WORK TO COMPLETE> Rewrite the material starting at the line that has "khaki trousers --return-all-boxes" and ending after the line that has "[47,174,263,600]". Replace "black backpack" with "dark backpack" and keep everything else the same.

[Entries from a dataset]
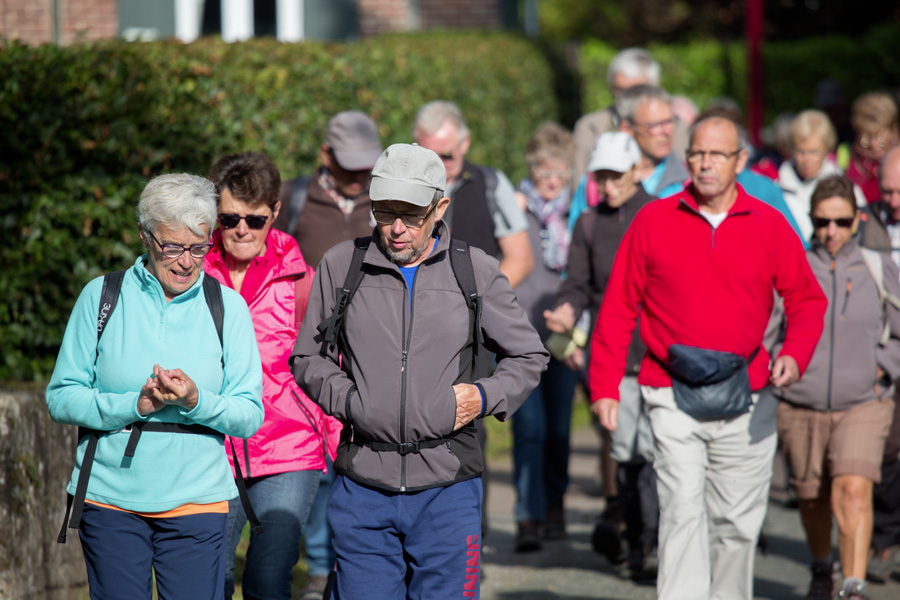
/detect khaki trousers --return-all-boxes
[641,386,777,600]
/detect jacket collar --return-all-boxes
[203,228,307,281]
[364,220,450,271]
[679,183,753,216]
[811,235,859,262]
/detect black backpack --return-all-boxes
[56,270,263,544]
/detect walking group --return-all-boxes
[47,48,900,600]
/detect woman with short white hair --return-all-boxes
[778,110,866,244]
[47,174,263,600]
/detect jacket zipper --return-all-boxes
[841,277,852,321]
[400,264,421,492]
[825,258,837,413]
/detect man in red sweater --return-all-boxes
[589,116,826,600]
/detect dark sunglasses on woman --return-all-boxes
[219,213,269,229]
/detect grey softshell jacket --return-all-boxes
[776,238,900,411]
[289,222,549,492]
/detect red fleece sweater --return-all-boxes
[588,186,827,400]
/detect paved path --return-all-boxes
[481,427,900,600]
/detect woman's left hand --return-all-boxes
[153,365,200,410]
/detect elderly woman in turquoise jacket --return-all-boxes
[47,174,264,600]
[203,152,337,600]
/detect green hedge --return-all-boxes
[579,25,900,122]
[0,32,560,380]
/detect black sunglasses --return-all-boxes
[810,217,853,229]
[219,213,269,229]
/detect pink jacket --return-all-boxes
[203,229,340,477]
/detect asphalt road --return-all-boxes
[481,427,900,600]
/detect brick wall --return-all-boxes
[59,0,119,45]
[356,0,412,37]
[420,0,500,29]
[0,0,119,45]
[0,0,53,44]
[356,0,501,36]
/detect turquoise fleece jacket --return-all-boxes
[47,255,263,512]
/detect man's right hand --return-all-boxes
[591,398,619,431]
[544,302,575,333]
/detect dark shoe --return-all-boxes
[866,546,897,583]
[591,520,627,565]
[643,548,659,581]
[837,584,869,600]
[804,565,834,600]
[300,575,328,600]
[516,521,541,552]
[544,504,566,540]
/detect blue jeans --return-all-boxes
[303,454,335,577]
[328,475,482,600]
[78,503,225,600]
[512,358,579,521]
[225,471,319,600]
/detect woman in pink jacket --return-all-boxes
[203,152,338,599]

...

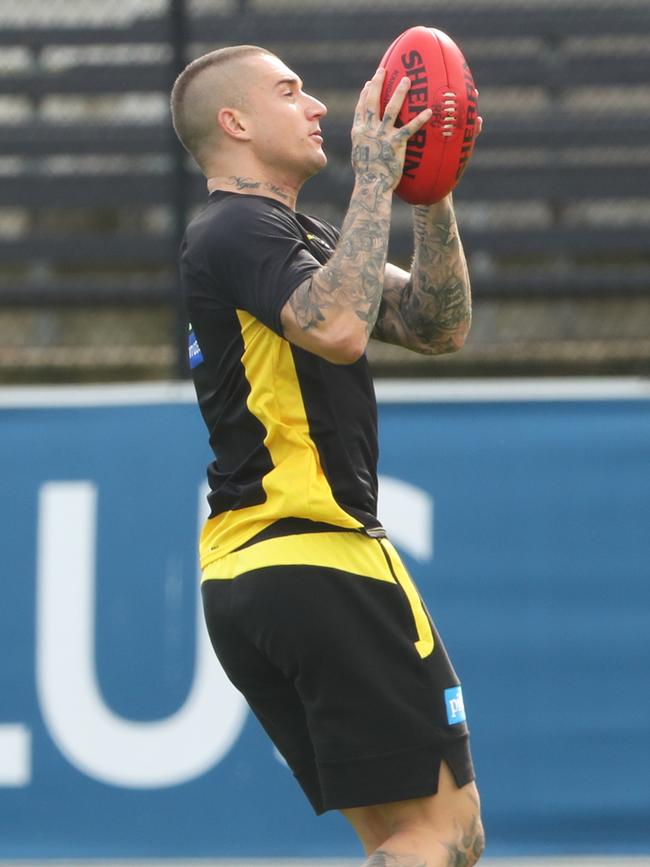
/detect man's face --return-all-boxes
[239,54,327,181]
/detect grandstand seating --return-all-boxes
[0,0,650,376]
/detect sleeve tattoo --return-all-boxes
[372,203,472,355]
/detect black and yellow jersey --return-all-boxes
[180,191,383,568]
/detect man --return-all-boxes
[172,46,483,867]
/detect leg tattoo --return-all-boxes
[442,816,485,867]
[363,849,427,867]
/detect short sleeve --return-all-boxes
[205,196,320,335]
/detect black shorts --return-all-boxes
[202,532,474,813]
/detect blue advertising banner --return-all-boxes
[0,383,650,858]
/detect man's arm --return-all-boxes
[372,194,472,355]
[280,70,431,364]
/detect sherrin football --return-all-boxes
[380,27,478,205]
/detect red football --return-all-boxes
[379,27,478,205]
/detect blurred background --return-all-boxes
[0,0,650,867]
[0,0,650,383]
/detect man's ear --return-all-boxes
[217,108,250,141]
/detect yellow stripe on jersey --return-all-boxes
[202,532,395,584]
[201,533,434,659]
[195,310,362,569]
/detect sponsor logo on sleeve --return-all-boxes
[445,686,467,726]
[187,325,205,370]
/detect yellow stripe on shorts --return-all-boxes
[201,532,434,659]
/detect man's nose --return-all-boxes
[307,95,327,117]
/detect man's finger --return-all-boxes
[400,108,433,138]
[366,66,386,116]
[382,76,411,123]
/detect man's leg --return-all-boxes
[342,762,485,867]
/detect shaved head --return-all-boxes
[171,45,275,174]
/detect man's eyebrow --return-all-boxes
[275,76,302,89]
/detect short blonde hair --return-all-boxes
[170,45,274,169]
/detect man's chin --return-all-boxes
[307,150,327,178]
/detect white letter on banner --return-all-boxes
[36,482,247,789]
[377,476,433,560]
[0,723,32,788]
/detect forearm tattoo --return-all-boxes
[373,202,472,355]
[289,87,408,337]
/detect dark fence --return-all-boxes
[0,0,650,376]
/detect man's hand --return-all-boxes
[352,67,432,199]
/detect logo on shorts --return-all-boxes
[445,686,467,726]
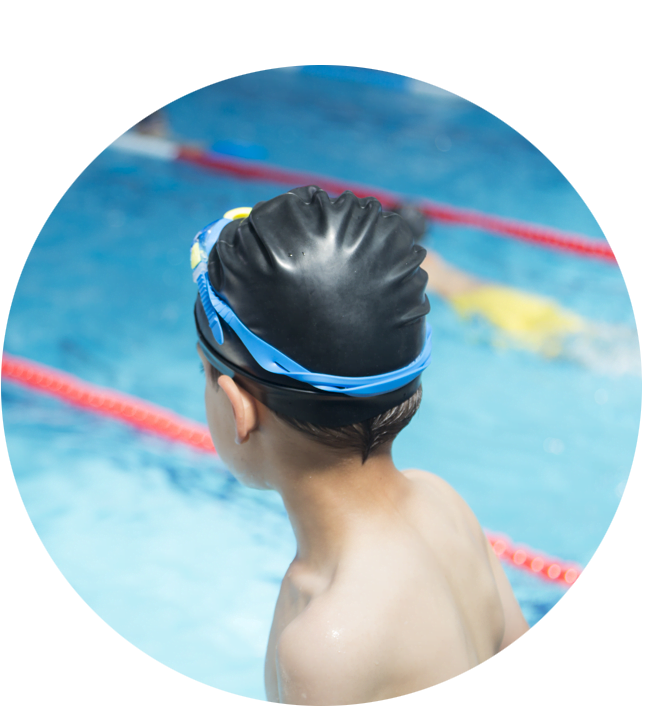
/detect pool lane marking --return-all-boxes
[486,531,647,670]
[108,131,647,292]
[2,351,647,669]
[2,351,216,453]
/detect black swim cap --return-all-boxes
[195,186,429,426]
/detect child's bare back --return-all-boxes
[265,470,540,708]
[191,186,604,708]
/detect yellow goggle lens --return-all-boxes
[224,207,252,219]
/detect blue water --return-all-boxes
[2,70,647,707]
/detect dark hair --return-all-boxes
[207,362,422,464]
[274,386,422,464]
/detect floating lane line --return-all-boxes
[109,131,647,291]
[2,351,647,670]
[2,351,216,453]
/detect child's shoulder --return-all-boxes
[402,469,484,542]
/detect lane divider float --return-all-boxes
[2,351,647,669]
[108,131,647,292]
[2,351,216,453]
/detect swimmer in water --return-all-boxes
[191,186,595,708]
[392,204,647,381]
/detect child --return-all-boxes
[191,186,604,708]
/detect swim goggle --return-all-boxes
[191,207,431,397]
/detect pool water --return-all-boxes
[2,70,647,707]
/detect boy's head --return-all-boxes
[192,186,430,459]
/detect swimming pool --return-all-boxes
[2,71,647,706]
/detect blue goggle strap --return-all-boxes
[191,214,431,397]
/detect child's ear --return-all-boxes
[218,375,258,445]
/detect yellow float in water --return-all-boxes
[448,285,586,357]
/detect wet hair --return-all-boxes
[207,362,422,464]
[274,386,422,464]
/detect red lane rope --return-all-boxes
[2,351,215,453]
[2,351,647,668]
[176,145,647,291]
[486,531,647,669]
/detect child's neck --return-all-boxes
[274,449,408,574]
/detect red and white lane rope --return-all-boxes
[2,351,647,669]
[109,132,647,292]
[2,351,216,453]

FULL OUTPUT>
/detect khaki trousers --return-all-boxes
[641,386,777,600]
/detect jacket collar --return-all-boxes
[203,228,307,281]
[364,220,450,271]
[679,183,753,216]
[811,235,859,262]
/detect dark backpack --return-all-boxes
[56,270,263,544]
/detect walking group --return-all-boxes
[47,48,900,600]
/detect woman with short white hair --return-all-boxes
[778,110,866,244]
[47,174,263,600]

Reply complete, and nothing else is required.